* [THE EXERCISE] Reproduce the listing exactly and skip over any pictures.

* [RECORDS FOR THE EXERCISE]
○ ○ ○ ○ ○

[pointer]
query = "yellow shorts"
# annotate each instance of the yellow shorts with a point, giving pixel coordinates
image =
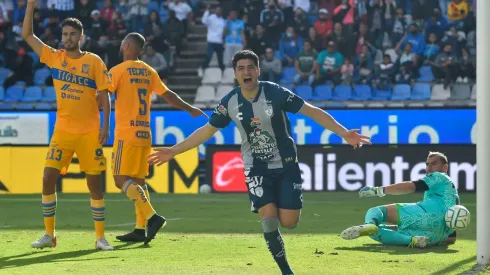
(87, 147)
(129, 160)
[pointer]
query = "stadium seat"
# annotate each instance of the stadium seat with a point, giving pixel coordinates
(426, 74)
(381, 94)
(205, 94)
(49, 94)
(460, 91)
(14, 94)
(43, 106)
(6, 107)
(4, 74)
(223, 90)
(211, 76)
(401, 92)
(288, 74)
(41, 75)
(323, 92)
(228, 76)
(24, 106)
(361, 92)
(420, 91)
(439, 93)
(342, 92)
(305, 92)
(32, 94)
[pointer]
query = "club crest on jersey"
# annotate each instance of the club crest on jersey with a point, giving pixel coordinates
(269, 111)
(85, 68)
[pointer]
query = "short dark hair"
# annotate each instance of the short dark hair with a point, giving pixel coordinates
(245, 54)
(137, 39)
(74, 23)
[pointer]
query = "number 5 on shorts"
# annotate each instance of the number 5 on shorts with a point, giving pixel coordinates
(142, 97)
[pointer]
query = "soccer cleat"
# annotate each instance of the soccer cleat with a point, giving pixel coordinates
(138, 235)
(357, 231)
(45, 241)
(419, 242)
(103, 244)
(154, 224)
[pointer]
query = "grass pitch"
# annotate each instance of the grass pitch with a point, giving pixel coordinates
(217, 234)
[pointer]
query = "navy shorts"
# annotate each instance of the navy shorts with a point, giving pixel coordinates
(279, 186)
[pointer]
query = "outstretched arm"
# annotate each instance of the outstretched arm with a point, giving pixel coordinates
(27, 29)
(164, 154)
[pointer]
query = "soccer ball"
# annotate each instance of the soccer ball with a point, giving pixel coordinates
(457, 217)
(204, 189)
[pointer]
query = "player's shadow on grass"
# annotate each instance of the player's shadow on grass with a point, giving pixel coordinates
(398, 250)
(46, 256)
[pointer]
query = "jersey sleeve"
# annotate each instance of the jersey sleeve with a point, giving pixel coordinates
(102, 78)
(289, 101)
(220, 117)
(158, 86)
(48, 55)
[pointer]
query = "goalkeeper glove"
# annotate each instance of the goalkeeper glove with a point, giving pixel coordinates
(367, 191)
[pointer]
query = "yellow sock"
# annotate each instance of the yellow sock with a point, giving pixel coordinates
(49, 213)
(98, 212)
(137, 194)
(140, 219)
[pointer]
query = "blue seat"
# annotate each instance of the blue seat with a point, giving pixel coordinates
(4, 74)
(426, 74)
(14, 94)
(288, 74)
(40, 76)
(401, 92)
(49, 94)
(43, 106)
(381, 94)
(323, 92)
(361, 92)
(420, 91)
(342, 92)
(24, 106)
(32, 94)
(305, 92)
(6, 107)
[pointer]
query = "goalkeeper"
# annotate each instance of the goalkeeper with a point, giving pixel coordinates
(415, 224)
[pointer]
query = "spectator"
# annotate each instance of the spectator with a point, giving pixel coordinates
(415, 38)
(406, 64)
(259, 42)
(305, 64)
(156, 60)
(183, 12)
(273, 19)
(324, 25)
(386, 72)
(270, 67)
(301, 23)
(22, 70)
(215, 24)
(289, 47)
(107, 11)
(328, 65)
(234, 36)
(347, 72)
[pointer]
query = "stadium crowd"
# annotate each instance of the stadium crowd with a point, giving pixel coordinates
(374, 42)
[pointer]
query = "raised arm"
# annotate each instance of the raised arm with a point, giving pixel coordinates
(27, 29)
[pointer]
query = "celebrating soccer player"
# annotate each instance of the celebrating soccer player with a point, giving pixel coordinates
(416, 224)
(272, 172)
(77, 76)
(134, 82)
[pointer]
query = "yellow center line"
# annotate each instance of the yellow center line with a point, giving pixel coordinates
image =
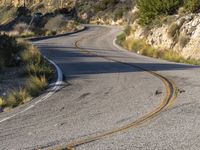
(167, 101)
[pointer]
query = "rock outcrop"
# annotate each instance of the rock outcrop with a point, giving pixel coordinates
(181, 35)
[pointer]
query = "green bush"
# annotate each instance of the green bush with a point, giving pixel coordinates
(192, 5)
(55, 23)
(121, 38)
(36, 84)
(173, 30)
(150, 9)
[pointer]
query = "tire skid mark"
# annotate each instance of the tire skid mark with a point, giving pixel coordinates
(167, 101)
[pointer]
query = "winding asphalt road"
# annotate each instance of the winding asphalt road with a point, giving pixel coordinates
(110, 99)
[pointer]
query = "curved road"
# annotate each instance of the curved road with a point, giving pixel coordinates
(107, 89)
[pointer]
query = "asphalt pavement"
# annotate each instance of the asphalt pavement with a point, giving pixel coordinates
(107, 88)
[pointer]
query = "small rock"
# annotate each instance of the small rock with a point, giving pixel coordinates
(158, 92)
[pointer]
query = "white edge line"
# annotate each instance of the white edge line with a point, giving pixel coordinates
(55, 88)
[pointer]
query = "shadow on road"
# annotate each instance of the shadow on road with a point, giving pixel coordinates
(75, 63)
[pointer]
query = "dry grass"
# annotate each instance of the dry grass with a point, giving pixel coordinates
(139, 46)
(173, 30)
(183, 40)
(39, 72)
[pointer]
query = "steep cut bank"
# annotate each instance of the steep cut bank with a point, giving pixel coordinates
(173, 28)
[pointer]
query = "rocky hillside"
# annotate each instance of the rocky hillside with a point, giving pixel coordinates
(87, 10)
(176, 30)
(181, 35)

○ ○ ○ ○ ○

* [ANSWER]
[pointer]
query = "yellow shorts"
# annotate each instance of the yellow shorts with a point, giving pixel coordinates
image =
(87, 147)
(129, 160)
[pointer]
query = "stadium seat"
# annotate each instance of the stadium seat with a point, giving pixel coordinates
(426, 74)
(381, 94)
(205, 94)
(49, 94)
(460, 91)
(14, 94)
(43, 106)
(6, 107)
(4, 74)
(223, 90)
(211, 76)
(401, 92)
(288, 74)
(41, 75)
(323, 92)
(228, 76)
(24, 106)
(361, 92)
(420, 91)
(439, 93)
(342, 92)
(305, 92)
(32, 94)
[pointer]
query = "club crest on jersey"
# annotate each instance of the club crest on jersey with a point, giving pixel coordinates
(269, 111)
(85, 68)
[pointer]
query = "short dark hair"
# annotate each instance of the short dark hair with a point, giving pixel coordinates
(245, 54)
(137, 39)
(74, 23)
[pointer]
query = "number 5 on shorts"
# annotate each instance of the number 5 on shorts with a point, giving pixel coordinates
(142, 97)
[pointer]
query = "soccer cleat"
# annotate each instance of the soccer cleat with a point, giving pixel coordinates
(138, 235)
(357, 231)
(45, 241)
(419, 242)
(103, 244)
(154, 224)
[pointer]
query = "grass pitch"
# annotate each instance of the grass pitch with a point, giving pixel coordinates
(217, 234)
[pointer]
query = "navy shorts"
# annotate each instance of the navy shorts with a point, giving pixel coordinates
(279, 186)
[pointer]
query = "outstretched arm"
# annotate each instance of the outstretched arm with a point, giving pixel coordinates
(27, 29)
(164, 154)
[pointer]
query = "soccer ball"
# annotate each instance of the soccer ball with a point, giving pixel coordinates
(457, 217)
(204, 189)
[pointer]
query = "player's shadow on grass"
# annotate each instance of the player's shadow on grass with a point, giving pixel coordinates
(398, 250)
(46, 256)
[pointer]
query = "jersey sleeve"
# annotate each instance of the jersey sleeve with a point, giving pixel coordinates
(102, 78)
(289, 101)
(220, 117)
(158, 86)
(48, 55)
[pointer]
query = "goalkeeper glove"
# annotate each instance of the goalkeeper glove with a point, giving pixel coordinates
(367, 191)
[pointer]
query = "yellow sock"
# annotate each instance of the yellow sock with a point, giving pixel coordinates
(49, 213)
(98, 212)
(137, 194)
(140, 219)
[pointer]
query = "blue seat"
# annotate each instance of the blue seat with a point, giving pixel coordinates
(4, 74)
(426, 74)
(14, 94)
(288, 74)
(40, 76)
(401, 92)
(49, 94)
(43, 106)
(381, 94)
(323, 92)
(361, 92)
(420, 91)
(342, 92)
(24, 106)
(32, 94)
(305, 92)
(6, 107)
[pointer]
query = "goalkeeper"
# annotate each instance of the goalkeeper with a point, giving pixel coordinates
(415, 224)
[pointer]
query = "spectator"
# annotate each instance of the spectator with a point, giving pixel coordinates
(415, 38)
(406, 64)
(259, 42)
(305, 64)
(156, 60)
(183, 12)
(273, 19)
(324, 25)
(386, 72)
(270, 67)
(301, 23)
(22, 70)
(215, 24)
(289, 47)
(107, 11)
(328, 65)
(234, 36)
(347, 72)
[pointer]
query = "stadium crowd"
# annotate each instance of the stadium crowd with a point, giving pixel coordinates
(374, 42)
[pointer]
query = "raised arm"
# annotate each instance of the raised arm with a point, giving pixel coordinates
(27, 29)
[pointer]
query = "celebrating soccer player"
# annotate each instance of the celebrating soccer player with a point, giving pixel coordinates
(416, 224)
(272, 172)
(77, 76)
(134, 82)
[pointer]
query = "yellow center line"
# annotate each instance of the yellow center line with a point, giving pixel coordinates
image =
(167, 101)
[pointer]
query = "rock outcrop"
# annotate each instance of the rock outcrop with a point, giving pixel coordinates
(181, 35)
[pointer]
query = "green bush"
# annotate each instance of the green bush with a point, giving pixel coordinates
(192, 5)
(55, 23)
(121, 38)
(36, 84)
(173, 30)
(150, 9)
[pointer]
query = "tire skid mark"
# annotate each instance of the tire skid mark with a point, giving pixel coordinates
(167, 101)
[pointer]
query = "winding asphalt road"
# annotate each instance of the winding asphalt road with a point, giving pixel coordinates
(110, 99)
[pointer]
query = "curved road"
# annotate each instance of the curved road with a point, giving pixel coordinates
(107, 89)
[pointer]
query = "asphalt pavement"
# annotate each instance of the asphalt pavement with a point, giving pixel coordinates
(107, 88)
[pointer]
query = "small rock"
# annotate each instance of the small rock with a point, giving pixel coordinates
(158, 92)
[pointer]
query = "white edge line"
# annotate each instance of the white edge line with a point, giving pixel coordinates
(55, 88)
[pointer]
query = "shadow on road"
# annotate each instance of the shadow on road with a point, giving pixel coordinates
(75, 63)
[pointer]
query = "dry grass"
# annotate each instance of the dry grass with a point, giving pixel coordinates
(139, 46)
(173, 30)
(183, 40)
(39, 72)
[pointer]
query = "steep cut bank"
# annotate each instance of the steep cut bank with a point, giving pixel coordinates
(173, 28)
[pointer]
query = "rocky hillside"
# annotate each instance of the rocky hillside with a point, giving pixel coordinates
(87, 10)
(176, 30)
(181, 35)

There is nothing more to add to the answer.